BRIEF:
Output the listing below, all of it, exactly as given.

THE INPUT:

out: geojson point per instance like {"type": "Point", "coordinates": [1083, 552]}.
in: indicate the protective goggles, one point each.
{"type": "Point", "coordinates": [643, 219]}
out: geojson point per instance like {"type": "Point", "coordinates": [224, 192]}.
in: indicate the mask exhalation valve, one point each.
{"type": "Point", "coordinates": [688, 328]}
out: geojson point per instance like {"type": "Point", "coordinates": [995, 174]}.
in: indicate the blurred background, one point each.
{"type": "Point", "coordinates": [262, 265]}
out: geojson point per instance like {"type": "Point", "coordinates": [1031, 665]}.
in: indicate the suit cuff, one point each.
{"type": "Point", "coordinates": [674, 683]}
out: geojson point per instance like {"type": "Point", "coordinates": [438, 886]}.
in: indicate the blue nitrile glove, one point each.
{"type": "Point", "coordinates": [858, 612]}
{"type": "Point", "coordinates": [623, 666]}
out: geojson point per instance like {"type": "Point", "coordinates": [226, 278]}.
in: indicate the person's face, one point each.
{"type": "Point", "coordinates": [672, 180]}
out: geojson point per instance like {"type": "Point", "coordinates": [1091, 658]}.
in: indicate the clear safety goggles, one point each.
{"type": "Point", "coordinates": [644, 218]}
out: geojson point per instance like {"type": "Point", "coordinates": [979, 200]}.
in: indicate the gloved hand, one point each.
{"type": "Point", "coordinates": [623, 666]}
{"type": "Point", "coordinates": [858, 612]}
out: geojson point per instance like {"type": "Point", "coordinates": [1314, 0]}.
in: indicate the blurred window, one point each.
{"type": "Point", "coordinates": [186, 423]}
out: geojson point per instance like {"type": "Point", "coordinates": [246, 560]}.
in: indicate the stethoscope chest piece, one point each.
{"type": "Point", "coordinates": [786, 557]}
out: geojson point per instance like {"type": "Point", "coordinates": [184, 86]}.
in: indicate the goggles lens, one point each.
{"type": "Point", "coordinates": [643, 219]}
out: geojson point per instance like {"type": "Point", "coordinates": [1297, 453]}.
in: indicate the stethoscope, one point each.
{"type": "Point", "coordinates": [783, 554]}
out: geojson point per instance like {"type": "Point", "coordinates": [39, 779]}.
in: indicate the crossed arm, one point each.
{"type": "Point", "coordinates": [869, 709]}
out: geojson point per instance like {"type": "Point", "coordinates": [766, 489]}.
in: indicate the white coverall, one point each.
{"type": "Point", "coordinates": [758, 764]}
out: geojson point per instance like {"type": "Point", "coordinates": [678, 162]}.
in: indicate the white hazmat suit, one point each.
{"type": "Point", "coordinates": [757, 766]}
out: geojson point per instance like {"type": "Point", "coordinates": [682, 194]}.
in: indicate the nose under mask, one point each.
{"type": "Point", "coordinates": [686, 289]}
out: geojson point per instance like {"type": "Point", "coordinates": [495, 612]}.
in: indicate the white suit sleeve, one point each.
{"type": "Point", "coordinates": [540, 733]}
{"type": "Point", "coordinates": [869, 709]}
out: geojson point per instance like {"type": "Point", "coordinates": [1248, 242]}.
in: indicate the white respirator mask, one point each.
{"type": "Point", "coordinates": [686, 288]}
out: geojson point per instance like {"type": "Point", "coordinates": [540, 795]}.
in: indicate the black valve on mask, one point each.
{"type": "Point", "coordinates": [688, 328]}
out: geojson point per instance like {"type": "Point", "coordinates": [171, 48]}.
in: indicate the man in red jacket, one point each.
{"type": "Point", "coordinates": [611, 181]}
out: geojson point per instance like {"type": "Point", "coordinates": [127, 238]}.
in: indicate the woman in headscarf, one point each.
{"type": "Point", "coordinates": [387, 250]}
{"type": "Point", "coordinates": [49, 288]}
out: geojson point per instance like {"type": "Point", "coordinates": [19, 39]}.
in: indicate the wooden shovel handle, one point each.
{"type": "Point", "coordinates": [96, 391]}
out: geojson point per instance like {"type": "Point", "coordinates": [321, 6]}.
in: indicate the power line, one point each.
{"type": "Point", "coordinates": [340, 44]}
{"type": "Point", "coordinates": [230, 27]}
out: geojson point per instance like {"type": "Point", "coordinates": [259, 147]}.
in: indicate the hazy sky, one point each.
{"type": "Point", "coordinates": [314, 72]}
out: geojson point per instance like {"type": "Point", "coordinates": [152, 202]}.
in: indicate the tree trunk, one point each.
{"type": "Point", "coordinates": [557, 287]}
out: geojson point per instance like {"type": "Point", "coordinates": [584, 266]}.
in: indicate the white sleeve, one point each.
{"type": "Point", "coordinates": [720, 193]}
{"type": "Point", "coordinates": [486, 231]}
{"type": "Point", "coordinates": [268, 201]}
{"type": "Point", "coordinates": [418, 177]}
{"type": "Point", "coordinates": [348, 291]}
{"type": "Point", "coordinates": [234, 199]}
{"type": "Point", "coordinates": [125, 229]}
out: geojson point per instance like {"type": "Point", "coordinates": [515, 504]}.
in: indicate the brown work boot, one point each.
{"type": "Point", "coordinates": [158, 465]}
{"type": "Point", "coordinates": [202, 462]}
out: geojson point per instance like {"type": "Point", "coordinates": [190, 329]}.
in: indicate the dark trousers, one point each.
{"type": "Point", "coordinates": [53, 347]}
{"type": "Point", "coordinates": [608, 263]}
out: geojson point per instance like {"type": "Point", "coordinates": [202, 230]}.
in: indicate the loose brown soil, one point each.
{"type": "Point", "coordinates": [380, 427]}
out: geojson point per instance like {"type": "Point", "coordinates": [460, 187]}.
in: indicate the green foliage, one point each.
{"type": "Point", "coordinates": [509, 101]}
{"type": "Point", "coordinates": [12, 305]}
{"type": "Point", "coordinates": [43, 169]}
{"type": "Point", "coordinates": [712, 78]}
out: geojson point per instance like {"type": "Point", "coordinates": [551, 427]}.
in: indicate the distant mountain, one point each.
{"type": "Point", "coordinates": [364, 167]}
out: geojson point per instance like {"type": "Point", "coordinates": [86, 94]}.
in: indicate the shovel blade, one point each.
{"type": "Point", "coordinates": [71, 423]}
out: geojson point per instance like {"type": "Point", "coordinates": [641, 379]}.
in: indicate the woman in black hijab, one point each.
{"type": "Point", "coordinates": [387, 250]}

ANSWER SECTION:
out: geojson point per instance like {"type": "Point", "coordinates": [1083, 552]}.
in: indicate the protective goggles, one point each.
{"type": "Point", "coordinates": [643, 219]}
out: geojson point per instance like {"type": "Point", "coordinates": [224, 192]}.
in: indicate the mask exhalation valve, one point each.
{"type": "Point", "coordinates": [688, 328]}
out: geojson point per instance like {"type": "Point", "coordinates": [995, 174]}.
in: indicate the blurred background, one point each.
{"type": "Point", "coordinates": [262, 265]}
out: geojson point per instance like {"type": "Point", "coordinates": [1031, 665]}.
in: indicate the suit cuff, one point each.
{"type": "Point", "coordinates": [674, 683]}
out: geojson point per instance like {"type": "Point", "coordinates": [438, 886]}.
in: indicate the blue nitrile glove, one point each.
{"type": "Point", "coordinates": [858, 612]}
{"type": "Point", "coordinates": [623, 666]}
out: geojson point per instance like {"type": "Point", "coordinates": [226, 278]}.
in: indicate the person's face, one point each.
{"type": "Point", "coordinates": [672, 180]}
out: geojson point per instance like {"type": "Point", "coordinates": [1091, 658]}.
in: indicate the clear safety goggles, one point each.
{"type": "Point", "coordinates": [644, 218]}
out: geojson point per instance like {"type": "Point", "coordinates": [979, 200]}.
in: indicate the gloved hand, one point each.
{"type": "Point", "coordinates": [623, 666]}
{"type": "Point", "coordinates": [858, 612]}
out: geojson point per instance like {"type": "Point", "coordinates": [1314, 0]}.
in: indicate the blurred window, one point each.
{"type": "Point", "coordinates": [186, 423]}
out: geojson point per instance like {"type": "Point", "coordinates": [246, 560]}.
in: indicate the stethoscope chest piece, one point each.
{"type": "Point", "coordinates": [786, 557]}
out: geojson point per instance like {"type": "Point", "coordinates": [184, 86]}.
in: indicate the goggles lens, one point each.
{"type": "Point", "coordinates": [643, 219]}
out: geojson point per instance like {"type": "Point", "coordinates": [1297, 453]}.
in: indicate the stethoscope, one point each.
{"type": "Point", "coordinates": [783, 554]}
out: geojson point per instance like {"type": "Point", "coordinates": [39, 779]}.
in: indicate the crossed arm, one point each.
{"type": "Point", "coordinates": [869, 709]}
out: geojson point per instance like {"type": "Point", "coordinates": [766, 489]}.
in: indicate the white coverall, one point each.
{"type": "Point", "coordinates": [758, 764]}
out: geojson point per instance like {"type": "Point", "coordinates": [678, 162]}.
in: indicate the white hazmat suit, one point each.
{"type": "Point", "coordinates": [757, 766]}
out: geojson point per instance like {"type": "Point", "coordinates": [682, 194]}.
in: indicate the nose under mask, one point each.
{"type": "Point", "coordinates": [686, 289]}
out: geojson point per instance like {"type": "Point", "coordinates": [495, 612]}.
in: indicate the white suit sleeve, one point each.
{"type": "Point", "coordinates": [540, 733]}
{"type": "Point", "coordinates": [869, 709]}
out: geojson point per instance like {"type": "Point", "coordinates": [1248, 242]}.
in: indicate the white respirator mask, one point each.
{"type": "Point", "coordinates": [686, 288]}
out: geojson point per instance like {"type": "Point", "coordinates": [540, 795]}.
in: indicate the black valve on mask, one point each.
{"type": "Point", "coordinates": [688, 328]}
out: geojson point per instance like {"type": "Point", "coordinates": [171, 48]}.
in: indicate the man in red jacket, one point each.
{"type": "Point", "coordinates": [611, 181]}
out: geojson point per instance like {"type": "Point", "coordinates": [127, 238]}.
in: indicate the woman in headscarf, one point each.
{"type": "Point", "coordinates": [387, 250]}
{"type": "Point", "coordinates": [49, 288]}
out: geojson point per instance like {"type": "Point", "coordinates": [19, 39]}.
in: indicate the wooden shovel handle, one point each.
{"type": "Point", "coordinates": [96, 391]}
out: geojson point per instance like {"type": "Point", "coordinates": [321, 6]}.
in: indicate the power line, one point each.
{"type": "Point", "coordinates": [340, 44]}
{"type": "Point", "coordinates": [230, 27]}
out: geojson point per instance like {"type": "Point", "coordinates": [259, 147]}.
in: indicate the hazy sky, one point each.
{"type": "Point", "coordinates": [314, 72]}
out: geojson point per instance like {"type": "Point", "coordinates": [152, 202]}.
in: indicate the tree trunk, one point each.
{"type": "Point", "coordinates": [557, 287]}
out: geojson point per instance like {"type": "Point", "coordinates": [584, 266]}.
in: indicate the white sleeve, one point each.
{"type": "Point", "coordinates": [720, 193]}
{"type": "Point", "coordinates": [486, 231]}
{"type": "Point", "coordinates": [268, 201]}
{"type": "Point", "coordinates": [418, 177]}
{"type": "Point", "coordinates": [348, 291]}
{"type": "Point", "coordinates": [234, 199]}
{"type": "Point", "coordinates": [125, 229]}
out: geojson point per instance like {"type": "Point", "coordinates": [515, 504]}.
in: indicate the brown work boot, one point each.
{"type": "Point", "coordinates": [158, 465]}
{"type": "Point", "coordinates": [202, 462]}
out: geojson point per instance like {"type": "Point", "coordinates": [190, 329]}.
in: indicate the dark trousers, one point each.
{"type": "Point", "coordinates": [53, 347]}
{"type": "Point", "coordinates": [608, 263]}
out: geojson point per instance like {"type": "Point", "coordinates": [202, 230]}.
in: indicate the loose brown soil, one point each.
{"type": "Point", "coordinates": [380, 427]}
out: geojson point per instance like {"type": "Point", "coordinates": [460, 187]}.
in: indicate the green foliage, one point each.
{"type": "Point", "coordinates": [509, 101]}
{"type": "Point", "coordinates": [12, 305]}
{"type": "Point", "coordinates": [43, 169]}
{"type": "Point", "coordinates": [712, 78]}
out: geojson point per instance like {"type": "Point", "coordinates": [551, 427]}.
in: indicate the distant mountain, one point each.
{"type": "Point", "coordinates": [364, 167]}
out: geojson point per instance like {"type": "Point", "coordinates": [86, 94]}.
in: indicate the shovel blade, one point each.
{"type": "Point", "coordinates": [71, 423]}
out: geojson point per instance like {"type": "Point", "coordinates": [641, 379]}.
in: indicate the woman in black hijab, one point each.
{"type": "Point", "coordinates": [387, 250]}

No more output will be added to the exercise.